### TO-DO LIST
1. In the passage about Mikey, what does he say criticism does for him?
2. Pick up the passage about Mikey right after its last sentence and keep writing it.

He does not shy away from that scrutiny. He leans into it.

“I like it, I’m not going to lie. I like it, it drives me on to do better if I get criticism, I always try and make it work in my favour.”

Handling thousands of opinions online and managing twenty two players on a pitch rely on the same skill. Stay calm. Stay logical. Do not let noise dictate how you behave.

Being seen without changing

hat makes Mikey’s story sit so firmly inside visibility and pressure is that he does not respond to either by reshaping himself.

He does not create a television version of Mikey and a football version of Mikey. He does not soften himself for the pitch or exaggerate himself for the camera.

He accepts that football still has work to do. He accepts that social media invites judgement. He accepts that being openly gay in and around football can attract negative comments.

What he does not accept is the idea that he should hide, adjust, or perform differently to make others more comfortable.

He arrives at the ground as Mikey the referee. He appears on screen as Mikey the gay man. In both places, he is the same person.

### RAW RECORDS
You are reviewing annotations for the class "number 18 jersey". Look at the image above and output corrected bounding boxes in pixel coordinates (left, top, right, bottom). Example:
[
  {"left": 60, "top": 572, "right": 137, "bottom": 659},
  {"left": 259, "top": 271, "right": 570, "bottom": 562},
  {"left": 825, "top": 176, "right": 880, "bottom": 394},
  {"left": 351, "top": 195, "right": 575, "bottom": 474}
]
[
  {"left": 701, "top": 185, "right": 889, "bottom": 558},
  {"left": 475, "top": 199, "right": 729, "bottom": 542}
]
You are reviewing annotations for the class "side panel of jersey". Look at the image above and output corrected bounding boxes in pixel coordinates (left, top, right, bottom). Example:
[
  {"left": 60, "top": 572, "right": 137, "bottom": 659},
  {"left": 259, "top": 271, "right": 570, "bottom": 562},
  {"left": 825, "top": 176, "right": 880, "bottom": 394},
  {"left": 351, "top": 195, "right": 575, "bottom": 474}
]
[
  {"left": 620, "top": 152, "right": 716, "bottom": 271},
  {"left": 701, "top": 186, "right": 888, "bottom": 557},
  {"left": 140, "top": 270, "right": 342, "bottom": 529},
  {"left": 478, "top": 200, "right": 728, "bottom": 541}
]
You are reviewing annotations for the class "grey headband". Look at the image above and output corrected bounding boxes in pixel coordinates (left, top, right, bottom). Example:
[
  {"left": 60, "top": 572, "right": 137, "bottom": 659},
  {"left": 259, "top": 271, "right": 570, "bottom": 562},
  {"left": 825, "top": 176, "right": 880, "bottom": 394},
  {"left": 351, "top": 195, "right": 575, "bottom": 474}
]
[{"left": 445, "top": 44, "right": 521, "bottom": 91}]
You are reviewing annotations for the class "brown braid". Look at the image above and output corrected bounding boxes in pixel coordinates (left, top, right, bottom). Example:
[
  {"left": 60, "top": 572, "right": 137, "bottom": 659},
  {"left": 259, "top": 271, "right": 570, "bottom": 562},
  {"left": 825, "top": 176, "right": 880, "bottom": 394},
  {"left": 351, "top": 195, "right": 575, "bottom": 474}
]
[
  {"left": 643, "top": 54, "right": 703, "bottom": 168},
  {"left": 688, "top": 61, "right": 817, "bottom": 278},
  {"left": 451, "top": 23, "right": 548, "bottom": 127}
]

### ANSWERS PER TASK
1. It drives him on to do better, and he always tries to make it work in his favor.

2.
That consistency is where his confidence sits. Not in being louder. Not in being more visible. But in refusing to be different depending on who is watching.

And when the final whistle goes, he goes home, puts the kettle on, and leaves the noise where it belongs.

Quick Fire

Favourite Song Adele - Skyfall
Favourite TV Show or Film TV Show - Scandal / Favourite Film - Armageddon.
Favourite Food Thai Food is and always will be my favourite.
Boxers or Briefs (or something else) BOXERS - I don't want to choke my fake ball out.
Early Bird or Night Owl I hate mornings, don't try and make conversation with me before 9am - 12pm is my time.
City Break or Beach Holiday Love cities - Barcelona, LA, Prague, Budapest are my favourites / Thailand is my ultimate favourite, i'm back there in May. Don't forget about the SNOW, get me on a mountain or a glacier and I will be happy.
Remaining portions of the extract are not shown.